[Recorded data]
++++++++++

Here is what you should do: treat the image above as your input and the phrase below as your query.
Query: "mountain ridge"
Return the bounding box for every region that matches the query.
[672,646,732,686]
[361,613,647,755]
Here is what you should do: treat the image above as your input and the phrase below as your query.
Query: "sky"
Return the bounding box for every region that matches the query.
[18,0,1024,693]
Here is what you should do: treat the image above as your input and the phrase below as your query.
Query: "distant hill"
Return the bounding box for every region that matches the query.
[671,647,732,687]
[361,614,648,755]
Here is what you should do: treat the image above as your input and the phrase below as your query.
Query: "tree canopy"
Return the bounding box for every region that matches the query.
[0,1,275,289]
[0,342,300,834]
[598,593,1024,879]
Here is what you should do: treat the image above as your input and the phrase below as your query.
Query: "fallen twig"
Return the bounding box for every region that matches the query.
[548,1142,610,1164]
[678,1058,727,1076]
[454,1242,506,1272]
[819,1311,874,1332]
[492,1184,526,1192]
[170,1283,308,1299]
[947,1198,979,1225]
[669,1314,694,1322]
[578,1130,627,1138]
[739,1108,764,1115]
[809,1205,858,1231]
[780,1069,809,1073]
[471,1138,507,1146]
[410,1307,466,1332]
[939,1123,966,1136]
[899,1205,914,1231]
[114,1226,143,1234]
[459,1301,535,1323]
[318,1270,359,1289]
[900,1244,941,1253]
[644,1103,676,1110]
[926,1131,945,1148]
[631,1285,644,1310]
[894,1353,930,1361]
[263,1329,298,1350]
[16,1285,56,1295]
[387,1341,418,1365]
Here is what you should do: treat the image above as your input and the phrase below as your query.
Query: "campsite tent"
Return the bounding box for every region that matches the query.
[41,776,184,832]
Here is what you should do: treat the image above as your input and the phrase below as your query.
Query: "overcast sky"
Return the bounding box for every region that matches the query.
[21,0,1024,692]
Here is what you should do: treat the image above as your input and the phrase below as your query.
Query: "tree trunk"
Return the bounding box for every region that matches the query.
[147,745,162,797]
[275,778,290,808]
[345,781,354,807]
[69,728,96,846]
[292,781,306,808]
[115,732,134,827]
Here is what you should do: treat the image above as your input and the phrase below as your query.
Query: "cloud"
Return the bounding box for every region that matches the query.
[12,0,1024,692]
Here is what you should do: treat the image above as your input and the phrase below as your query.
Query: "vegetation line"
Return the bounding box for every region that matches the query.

++++++++++

[Directions for this task] For each record above, print an exact copy.

[Expected answer]
Here is what you should do: treat the image above as your input and the phrase below as your query.
Query: "mountain ridge"
Return the bounding box for every region that matches the query.
[672,646,732,686]
[361,613,647,755]
Here is what you should do: treat the image above as your input and the phrase below as your query.
Query: "sky"
Return the bounding box for every region that matches the query.
[18,0,1024,693]
Here is what you should do: treat the image above as your input and the phrase below as your query.
Query: "distant hill"
Return the bounding box for every region that matches the query.
[671,647,732,687]
[361,614,648,755]
Here is what you should do: treat the image above as your input and the phrase below as your query.
Query: "tree canopy"
Return the bounding box for every region that matches the query.
[0,1,275,289]
[0,342,300,834]
[598,593,1024,879]
Here is what you should do: treat the image above as your input and the phrase below as your query.
Query: "fallen twig"
Return the bounding box for every region that matches the query.
[548,1142,610,1164]
[678,1058,727,1076]
[454,1242,506,1272]
[819,1311,874,1332]
[492,1184,526,1192]
[170,1283,308,1299]
[947,1198,979,1225]
[669,1314,694,1322]
[578,1130,627,1138]
[739,1108,764,1115]
[809,1205,858,1231]
[780,1069,809,1073]
[471,1138,507,1146]
[410,1307,466,1332]
[939,1123,966,1136]
[899,1205,914,1231]
[114,1226,143,1234]
[459,1301,535,1323]
[318,1270,359,1289]
[900,1244,941,1253]
[644,1103,676,1110]
[926,1131,945,1148]
[631,1285,644,1310]
[894,1353,930,1361]
[263,1329,298,1350]
[16,1285,56,1295]
[387,1341,418,1365]
Here is what you should do: treat the image above as your input and the phrase below as your query.
Query: "campsite tent"
Return the bounding box for every region that matches the query.
[41,776,184,832]
Here is what you should do: treat the image above as your input and the phrase below as your query.
Query: "overcast sky"
Return the bounding box for every region that matches the query.
[21,0,1024,692]
Here is what you should do: treat the image above as your input and the phrase below as your query.
Query: "tree trunk"
Return the bounding box for every region that matches the query.
[147,745,162,797]
[275,778,290,808]
[345,781,354,807]
[69,728,96,846]
[292,781,306,808]
[115,732,134,827]
Here is what you should do: treat the image above as your input and the phrase below as your query.
Query: "cloud"
Return the bounding box for every region that matches the query.
[12,0,1024,692]
Here is what you should do: treat the image above as your input and the phrase below as your query.
Query: "vegetation line"
Return the bounding box for every region that matches the query.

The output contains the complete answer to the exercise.